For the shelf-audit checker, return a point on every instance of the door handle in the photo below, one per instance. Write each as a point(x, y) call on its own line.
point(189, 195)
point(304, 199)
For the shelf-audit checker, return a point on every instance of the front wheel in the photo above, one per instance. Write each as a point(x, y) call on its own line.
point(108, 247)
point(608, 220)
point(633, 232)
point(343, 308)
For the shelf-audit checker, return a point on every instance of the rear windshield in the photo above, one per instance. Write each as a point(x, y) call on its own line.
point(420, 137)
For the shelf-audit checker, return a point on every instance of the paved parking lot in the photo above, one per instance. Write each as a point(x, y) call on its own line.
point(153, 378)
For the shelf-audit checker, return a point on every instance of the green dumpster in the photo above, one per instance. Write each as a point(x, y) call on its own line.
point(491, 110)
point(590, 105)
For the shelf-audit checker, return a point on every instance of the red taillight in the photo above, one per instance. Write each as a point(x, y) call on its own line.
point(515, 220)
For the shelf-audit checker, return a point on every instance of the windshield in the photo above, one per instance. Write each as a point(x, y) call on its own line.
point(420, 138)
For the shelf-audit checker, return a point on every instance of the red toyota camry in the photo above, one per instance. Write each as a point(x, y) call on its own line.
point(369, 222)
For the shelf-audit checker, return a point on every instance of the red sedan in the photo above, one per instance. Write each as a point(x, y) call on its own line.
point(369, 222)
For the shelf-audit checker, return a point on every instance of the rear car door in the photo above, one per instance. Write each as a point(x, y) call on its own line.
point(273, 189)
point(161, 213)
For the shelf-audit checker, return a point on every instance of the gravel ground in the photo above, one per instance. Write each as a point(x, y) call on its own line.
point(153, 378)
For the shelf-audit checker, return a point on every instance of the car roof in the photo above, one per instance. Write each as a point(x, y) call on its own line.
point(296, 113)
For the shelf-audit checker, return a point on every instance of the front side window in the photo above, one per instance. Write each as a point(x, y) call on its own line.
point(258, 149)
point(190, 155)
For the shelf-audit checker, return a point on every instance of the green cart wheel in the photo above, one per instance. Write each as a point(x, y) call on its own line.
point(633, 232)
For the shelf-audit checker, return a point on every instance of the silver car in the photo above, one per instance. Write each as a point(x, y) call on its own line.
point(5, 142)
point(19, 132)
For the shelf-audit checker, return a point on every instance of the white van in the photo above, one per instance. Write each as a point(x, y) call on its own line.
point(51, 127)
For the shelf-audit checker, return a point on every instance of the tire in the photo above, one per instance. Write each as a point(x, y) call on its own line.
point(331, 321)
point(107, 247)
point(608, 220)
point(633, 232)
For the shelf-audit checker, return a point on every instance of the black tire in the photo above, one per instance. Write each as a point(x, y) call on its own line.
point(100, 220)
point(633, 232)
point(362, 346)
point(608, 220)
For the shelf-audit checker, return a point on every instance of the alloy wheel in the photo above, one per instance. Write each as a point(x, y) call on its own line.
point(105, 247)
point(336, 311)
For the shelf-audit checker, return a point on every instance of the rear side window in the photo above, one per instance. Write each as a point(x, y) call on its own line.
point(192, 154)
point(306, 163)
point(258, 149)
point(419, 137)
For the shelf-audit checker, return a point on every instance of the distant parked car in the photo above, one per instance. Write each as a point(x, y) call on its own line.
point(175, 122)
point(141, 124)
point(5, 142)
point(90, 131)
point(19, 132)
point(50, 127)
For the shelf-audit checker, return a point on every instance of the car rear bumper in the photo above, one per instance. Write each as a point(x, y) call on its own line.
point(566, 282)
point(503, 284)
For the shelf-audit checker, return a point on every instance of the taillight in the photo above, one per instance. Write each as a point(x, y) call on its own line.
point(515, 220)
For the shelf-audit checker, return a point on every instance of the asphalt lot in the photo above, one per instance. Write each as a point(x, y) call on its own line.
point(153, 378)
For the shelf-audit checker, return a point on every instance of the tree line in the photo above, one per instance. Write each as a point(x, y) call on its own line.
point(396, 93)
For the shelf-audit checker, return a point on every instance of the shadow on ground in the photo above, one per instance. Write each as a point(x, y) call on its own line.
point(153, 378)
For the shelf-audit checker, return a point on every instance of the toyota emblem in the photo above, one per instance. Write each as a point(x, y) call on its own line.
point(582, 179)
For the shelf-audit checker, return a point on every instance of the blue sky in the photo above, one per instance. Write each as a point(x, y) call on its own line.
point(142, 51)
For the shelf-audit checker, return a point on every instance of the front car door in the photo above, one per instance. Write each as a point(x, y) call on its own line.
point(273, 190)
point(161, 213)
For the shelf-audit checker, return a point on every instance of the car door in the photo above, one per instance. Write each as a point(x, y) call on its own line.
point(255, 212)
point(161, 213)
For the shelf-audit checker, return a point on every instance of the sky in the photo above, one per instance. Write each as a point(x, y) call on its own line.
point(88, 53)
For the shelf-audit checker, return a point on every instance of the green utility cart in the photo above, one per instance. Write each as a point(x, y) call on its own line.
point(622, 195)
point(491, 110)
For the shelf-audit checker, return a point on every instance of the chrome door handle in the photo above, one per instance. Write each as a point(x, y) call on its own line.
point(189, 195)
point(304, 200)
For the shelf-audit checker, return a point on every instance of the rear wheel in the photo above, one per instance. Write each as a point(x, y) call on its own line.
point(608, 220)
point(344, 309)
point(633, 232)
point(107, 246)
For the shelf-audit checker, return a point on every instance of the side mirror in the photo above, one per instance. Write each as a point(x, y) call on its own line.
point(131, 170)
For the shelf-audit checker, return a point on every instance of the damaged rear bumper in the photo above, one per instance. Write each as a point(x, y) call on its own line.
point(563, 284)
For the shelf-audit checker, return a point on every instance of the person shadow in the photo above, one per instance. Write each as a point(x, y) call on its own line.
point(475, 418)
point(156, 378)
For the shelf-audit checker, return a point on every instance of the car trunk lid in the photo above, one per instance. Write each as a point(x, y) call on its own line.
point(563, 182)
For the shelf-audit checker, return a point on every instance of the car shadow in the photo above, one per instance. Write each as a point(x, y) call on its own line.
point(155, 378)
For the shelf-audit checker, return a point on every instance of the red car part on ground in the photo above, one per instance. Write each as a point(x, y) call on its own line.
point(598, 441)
##############################
→ **WHAT THIS TASK INVOLVES**
Could you type out every entry again exactly as it stands?

→ **TASK RESPONSE**
For the shelf-audit checker, return a point on every instance of the door handle in the photo below, one per instance. Write each as a point(x, y) call on its own line.
point(189, 195)
point(304, 199)
For the shelf-audit checker, return a point on every instance of the front wheel in the photo above, one per instance. Write each as a point(x, y) call on its own line.
point(108, 247)
point(608, 220)
point(633, 232)
point(343, 308)
For the shelf-audit checker, return a point on every instance of the rear windshield in the photo above, one per instance. Write each as a point(x, y) call on its own line.
point(420, 137)
For the shelf-audit checker, return a point on every instance of the paved parking lot in the photo above, one per instance. Write each as a point(x, y) call on its own line.
point(153, 378)
For the shelf-audit checker, return a point on every instance of the green dumpster in the photo above, one per instance. Write each as a point(x, y) call on its own line.
point(491, 110)
point(590, 105)
For the shelf-audit checker, return a point on every instance of the red taillight in the photo above, one per instance. Write each as a point(x, y) call on its own line.
point(515, 220)
For the shelf-audit checker, return a point on every instance of the windshield in the photo above, one per instance. Write each as a point(x, y) call on its own line.
point(420, 138)
For the shelf-audit checker, return a point on every instance of the red toyota camry in the photo above, one per instance. Write each as a point(x, y) call on its own line.
point(369, 222)
For the shelf-audit checker, return a point on every instance of the red sedan in the photo above, one per instance. Write each as a point(x, y) call on its own line.
point(369, 222)
For the shelf-audit checker, return a point on every instance of the rear car door in the photo above, one per instance. Write each as a point(x, y) call on its own line.
point(273, 189)
point(161, 213)
For the shelf-audit checker, return a point on every instance of the gravel ground in the photo above, one per instance. Write each as a point(x, y) call on its own line.
point(153, 378)
For the shelf-audit checker, return a point on every instance of the car roof in the photo above, one per instance. Write each as a point(x, y) call on its own line.
point(296, 113)
For the shelf-audit checker, return a point on every instance of the front side window in the photo above, one per instance. Write each as a point(x, y) call on its own line.
point(258, 149)
point(190, 155)
For the shelf-audit checker, return a point on every instance of the green cart wheel in the photo above, one per instance. Write each as a point(x, y) call on its own line.
point(633, 232)
For the shelf-audit checker, return a point on every instance of the silver car in the photo above, one per instance. Write each as a point(x, y) call on its own line.
point(5, 142)
point(19, 132)
For the shelf-audit checker, return a point on every instance of the white van in the photo above, one per instance. Write each as a point(x, y) call on its own line.
point(51, 127)
For the shelf-audit checker, return a point on every instance of the tire in the photo above, one per instance. Write each as a point(x, y) call on its own line.
point(331, 321)
point(107, 247)
point(608, 220)
point(633, 232)
For the shelf-audit checker, return a point on every instance of the black tire in the photo above, one per instance. Write each as a point(x, y) call on its own line.
point(100, 220)
point(633, 232)
point(362, 346)
point(608, 220)
For the shelf-audit checker, return a point on every instance of the alloy wheel in the photo above, one per instance. Write each as a point(x, y) call on its own line.
point(105, 247)
point(336, 311)
For the shelf-audit checker, return a point on every instance of the rear side window in the photo above, one per instance. Write each as a point(x, y) call on its own line.
point(192, 154)
point(306, 163)
point(258, 149)
point(419, 137)
For the shelf-audit checker, return a point on every instance of the distant parked car in the photo above, one per instance. Write each as a point(x, y) call on its own line.
point(175, 122)
point(141, 124)
point(5, 142)
point(90, 131)
point(19, 132)
point(50, 127)
For the shelf-audit checker, return a point on every instance of the car rear bumper in the photo above, one per instance. Write each as a point(x, y) call on its own line.
point(566, 282)
point(503, 284)
For the shelf-audit checker, return a point on every instance of the taillight in the photo above, one per instance. Write each as a point(x, y) call on its own line.
point(515, 220)
For the shelf-audit checker, return a point on every instance of the asphalt lot in the photo above, one per instance. Write each as a point(x, y) call on its own line.
point(153, 378)
For the shelf-audit checker, return a point on every instance of the tree line in the photo above, one per instance. Write each as a point(x, y) call on its own line.
point(396, 93)
For the shelf-audit checker, return a point on every instance of the shadow on ground in the photo above, one per instance. Write each as a point(x, y) call on its own line.
point(153, 378)
For the shelf-audit checker, return a point on every instance of the toyota emblem in the photo above, one per instance. Write each as a point(x, y) call on its own line.
point(582, 179)
For the shelf-audit checker, return a point on every instance of the blue sky in the photo above, one per instance. Write each as a point(x, y) call on its own line.
point(142, 51)
For the shelf-audit checker, return a point on every instance of the front car door in the photo above, one per instance. Write each as a point(x, y) call on its own line.
point(273, 190)
point(161, 213)
For the shelf-audit checker, return a point on every instance of the car door in the photo above, one per instance. Write each as a point(x, y) call on its own line.
point(255, 212)
point(161, 213)
For the shelf-audit checker, return a point on every instance of the sky in the photo above, one per instance. Write each as a point(x, y) call on its own line.
point(88, 53)
For the shelf-audit checker, return a point on every instance of the green utility cart in the photo above, one per instance. Write each as a point(x, y) call on its own line.
point(622, 195)
point(491, 110)
For the shelf-audit checker, return a point on every instance of the chrome door handle in the photo above, one per instance. Write each as a point(x, y) call on its own line.
point(189, 195)
point(304, 200)
For the shelf-audit checker, return a point on every instance of the rear wheel in the photo above, one per instance. Write each as a point(x, y) call on its own line.
point(608, 220)
point(344, 309)
point(633, 232)
point(107, 246)
For the shelf-audit checker, return a point on every instance of the side mirror in the photo above, one per instance. Write each as a point(x, y) call on its own line.
point(131, 170)
For the shelf-audit checker, return a point on every instance of the damaged rear bumper in the photo above, one per instance. Write each as a point(x, y) call on its own line.
point(563, 284)
For the shelf-audit checker, return a point on every instance of the person shadow in the photo above, one per instance. Write each as a point(x, y) call on its own line.
point(475, 418)
point(156, 378)
For the shelf-audit checker, return a point on every instance of the car trunk lid in the photo above, one per instance. Write each as a point(x, y) call on its own line.
point(563, 182)
For the shelf-audit checker, return a point on every instance of the car shadow in the photo above, one per instance. Write each as a point(x, y) call on its own line.
point(155, 378)
For the shelf-audit checker, return a point on every instance of the red car part on ground in the photo above, one per instance. Write each as a point(x, y) call on its own line.
point(598, 441)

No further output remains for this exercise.